- TEXTE FOURNI:
= = = = = = =

L’agence de presse Reuters a réussi à obtenir la première version d’un plan d’action du gouvernement birman qui risque d’aggraver les politiques discriminatoires envers les musulmans Rohingyas de Birmanie. En effet, il envisage de les priver de citoyenneté et de conduire de force plus de 130 000 réfugiés dans de nouveaux camps temporaires.
Le plan d’action a pourtant été mis en place suite aux pressions de la communauté internationale qui s’en satisfait. En effet, elle le juge préférable à l’inaction du gouvernement birman, alors qu’il pourrait conduire des milliers de Rohingyas à vivre dans une situation de détention à durée illimitée.
Le gouvernement prévoit ainsi de construire des camps fermés et d’y détenir les résidents musulmans de l’État d’Arakan qui ne sont pas en possession de papiers d’identité valides, qui refusent de s’identifier en tant que “Bengali”, ou qui sont disqualifiés du processus d’«évaluation de la citoyenneté» (voir ci-dessous).
Le choix est clair : accepter leur classification ethnique en tant que « bengalis » et potentiellement accéder à la citoyenneté, ou rester en détention.
La réinstallation de l’ensemble de la population Rohingya déplacée est prévue pour avril et mai 2015, c’est à dire juste avant la mousson. À aucun moment le plan n’envisage la possibilité que les Rohingya déplacés puissent retourner dans leurs foyers d’origine ou qu’ils puissent être autorisés à réintégrer les zones habitées par les populations bouddhistes.
Enfin, le plan du gouvernement prévoit de demander à ce que le Haut-Commissariat des Nations Unies pour les réfugiés (HCR) « reloge les aliens illégaux ailleurs » (dans des pays tiers). Ce que le HCR dit être impossible.
Le gouvernement met tout simplement en place les mesures de ségrégation proposées par les extrémistes bouddhistes. En témoigne le projet qui ne reconnait même pas le terme « Rohingya », mais se réfère aux bengalis, dans un effort d’annihilation du peuple Rohingya.

= = = = = = =

- CONSIGNE: Veuillez poursuivre le texte sur le plan d’action birman visant les Rohingyas, en reprenant juste après sa dernière phrase.

- MATÉRIEL:
= = = = = = =

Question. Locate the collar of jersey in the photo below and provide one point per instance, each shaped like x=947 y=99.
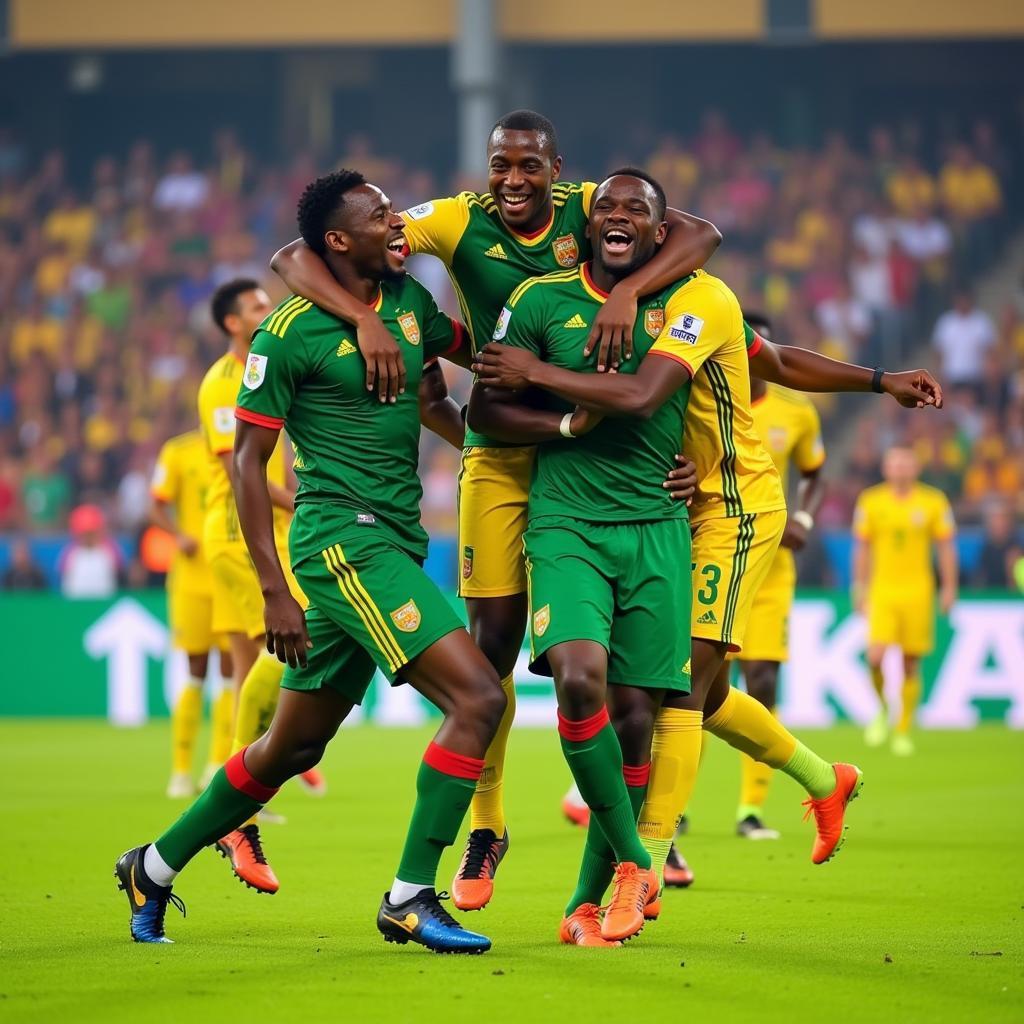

= = = = = = =

- RÉPONSE:
UN ACCÈS À LA CITOYENNETÉ PRESQUE IMPOSSIBLE
En 1982, la junte militaire a adopté une loi sur la citoyenneté, privant les Rohingyas de leur nationalité. Plus de trente ans après, les 800 000 Rohingyas vivant en Birmanie sont toujours apatrides. Face aux pressions de la communauté internationale, le gouvernement a mis en place pendant l’été 2014 un processus «d’évaluation de la citoyenneté» des Rohingyas. Celui-ci n’est accessible qu’aux Rohingyas qui renient leur appartenance ethnique et le processus n’a pour l’instant permis d’accorder la citoyenneté qu’à un très petit nombre de personnes.
Entre juin et août, dans les camps de personnes déplacées dans le district de Myebon, dans l’État d’Arakan, environ 3 000 personnes avaient demandé la citoyenneté. Ils ont en grande partie été déboutés de leurs demandes, soit parce qu’ils refusaient de s’identifier comme «bengalis», soit parce qu’ils avaient perdu leurs papiers d’identité à la suite des violences de 2012. Parmi les 209 personnes qui ont obtenu des papiers, 40 personnes déplacées, reconnues comme étant de l’ethnie Kaman (musulmane), ont acquis la pleine citoyenneté, tandis que 169 Rohingyas ont acquis la citoyenneté par naturalisation. Acquérir la nationalité par naturalisation comme défini dans la loi de 1982, donne des droits limités. Un projet de loi vise par exemple à retirer aux personnes qui ne disposent pas de la pleine nationalité, le droit de se présenter aux élections ou de créer un parti politique. Enfin dans les cas de naturalisation, la citoyenneté peut être retirée si la personne « porte atteinte aux autres ressortissants » ou simplement si elle est suspectée «d’avoir des liens en dehors du pays ».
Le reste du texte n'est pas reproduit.